Text segment —

☆ ☆ ☆ ☆ ☆ ☆ ☆

Tuesday 27 August 2013

Diary of an unsocial human


Diary of an unsocial human


Society – Our human conglomerations, where we live, grow up and build relationships with other people around us. As rightly said by Aristotle – “Man is by nature a social animal”. Society and man complement each other – existence of both is not possible without the other. People of different customs and creed come together, become friends, live in harmony, share their happiness and grief, have differences yet find peace in co-existence. I think that is the reason why social science is considered as a very important science and social networking sites generate so huge revenue.

Coming back to me, there was a time; I was quite a social person. Friends, parties, adventure were my life and I used to go to any extent to satisfy myself, fulfill my desires and still urge for more. There was a never ending triumph for FUN in my life. And then
jane kis ki hamein lag gayi hai najar, is sheher me na apna thikana raha. There was a complete flip in my life – I lost interest in adventure, rarely contact friends, stopped recharging sms packs, left facebook, even forgot a few birthdays(now, this is completely opposite of my nature) – in short, as some of my friends have even started telling me, I have almost gone out of this world.

There is nothing wrong with me. I am not hiding from or avoiding anyone. I am just trying to check my limit of loneliness by trying to stay away from everyone as much as possible – I hope this would look like quite a justifiable and logical thing for a person of my nature and caliber but afsos, even which is not the case. I am not sure but maybe I am a changed person now and I just don’t have an aptitude to mingle with others anymore. Or a more probable answer which I could think of is that I want a break from all the chaos around me to bring my heart and mind at peace and then someday, I will again be my normal self – adventure loving, fun seeking friend you all know. I just hope with my fingers crossed that till that day, I am still in your heart and not ‘poof, gone out of your lives!’ I don’t know where I might be and to whom I would still have contact in the future but till then, I would like to quote the song ‘Boulevard of broken dreams’ by ‘Green Days’ for my present life –


I walk a lonely road
The only one that I have ever known
Don't know where it goes
But its home to me and I walk alone

I walk this empty street
On the Boulevard of broken dreams
Where the city sleeps
And I'm the only one and I walk alone

I walk alone, I walk alone
I walk alone, I walk a...

☆ ☆ ☆ ☆ ☆ ☆ ☆

Entries shown —
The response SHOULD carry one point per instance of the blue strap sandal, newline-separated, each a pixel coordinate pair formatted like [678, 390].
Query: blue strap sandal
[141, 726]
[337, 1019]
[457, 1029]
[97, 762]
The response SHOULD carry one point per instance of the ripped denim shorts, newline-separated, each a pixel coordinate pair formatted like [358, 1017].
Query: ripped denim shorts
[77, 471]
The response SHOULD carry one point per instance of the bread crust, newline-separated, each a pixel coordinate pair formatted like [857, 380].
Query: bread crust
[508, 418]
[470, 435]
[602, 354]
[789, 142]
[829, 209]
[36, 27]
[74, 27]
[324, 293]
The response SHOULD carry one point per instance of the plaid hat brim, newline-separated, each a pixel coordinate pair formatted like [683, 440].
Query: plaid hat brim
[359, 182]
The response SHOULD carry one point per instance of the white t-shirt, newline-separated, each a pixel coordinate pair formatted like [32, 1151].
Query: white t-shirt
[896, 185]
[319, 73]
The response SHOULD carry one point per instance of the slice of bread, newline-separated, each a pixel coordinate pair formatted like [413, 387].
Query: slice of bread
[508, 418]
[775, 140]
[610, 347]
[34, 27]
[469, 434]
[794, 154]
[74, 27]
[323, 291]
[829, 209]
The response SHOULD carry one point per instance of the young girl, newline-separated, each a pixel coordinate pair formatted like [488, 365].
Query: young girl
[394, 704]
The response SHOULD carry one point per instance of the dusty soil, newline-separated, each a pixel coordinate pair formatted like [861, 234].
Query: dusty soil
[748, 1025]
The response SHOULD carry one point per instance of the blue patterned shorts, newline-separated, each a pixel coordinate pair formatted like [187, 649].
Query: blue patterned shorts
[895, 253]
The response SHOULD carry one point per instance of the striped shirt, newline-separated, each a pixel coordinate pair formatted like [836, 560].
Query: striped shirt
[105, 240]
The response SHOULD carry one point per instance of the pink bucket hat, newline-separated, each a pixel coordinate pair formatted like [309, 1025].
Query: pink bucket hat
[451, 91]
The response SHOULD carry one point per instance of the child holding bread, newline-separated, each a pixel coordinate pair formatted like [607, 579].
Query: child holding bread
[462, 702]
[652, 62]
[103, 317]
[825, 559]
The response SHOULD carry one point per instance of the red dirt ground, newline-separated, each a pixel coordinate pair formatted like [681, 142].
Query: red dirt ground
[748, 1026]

☆ ☆ ☆ ☆ ☆ ☆ ☆

Challenge — Reproduce the whole diary entry on being unsocial word for word. The items were taken from a different source than the diary entry.

The answer —
Tuesday 27 August 2013

Diary of an unsocial human


Diary of an unsocial human


Society – Our human conglomerations, where we live, grow up and build relationships with other people around us. As rightly said by Aristotle – “Man is by nature a social animal”. Society and man complement each other – existence of both is not possible without the other. People of different customs and creed come together, become friends, live in harmony, share their happiness and grief, have differences yet find peace in co-existence. I think that is the reason why social science is considered as a very important science and social networking sites generate so huge revenue.

Coming back to me, there was a time; I was quite a social person. Friends, parties, adventure were my life and I used to go to any extent to satisfy myself, fulfill my desires and still urge for more. There was a never ending triumph for FUN in my life. And then
jane kis ki hamein lag gayi hai najar, is sheher me na apna thikana raha. There was a complete flip in my life – I lost interest in adventure, rarely contact friends, stopped recharging sms packs, left facebook, even forgot a few birthdays(now, this is completely opposite of my nature) – in short, as some of my friends have even started telling me, I have almost gone out of this world.

There is nothing wrong with me. I am not hiding from or avoiding anyone. I am just trying to check my limit of loneliness by trying to stay away from everyone as much as possible – I hope this would look like quite a justifiable and logical thing for a person of my nature and caliber but afsos, even which is not the case. I am not sure but maybe I am a changed person now and I just don’t have an aptitude to mingle with others anymore. Or a more probable answer which I could think of is that I want a break from all the chaos around me to bring my heart and mind at peace and then someday, I will again be my normal self – adventure loving, fun seeking friend you all know. I just hope with my fingers crossed that till that day, I am still in your heart and not ‘poof, gone out of your lives!’ I don’t know where I might be and to whom I would still have contact in the future but till then, I would like to quote the song ‘Boulevard of broken dreams’ by ‘Green Days’ for my present life –


I walk a lonely road
The only one that I have ever known
Don't know where it goes
But its home to me and I walk alone

I walk this empty street
On the Boulevard of broken dreams
Where the city sleeps
And I'm the only one and I walk alone

I walk alone, I walk alone
I walk alone, I walk a...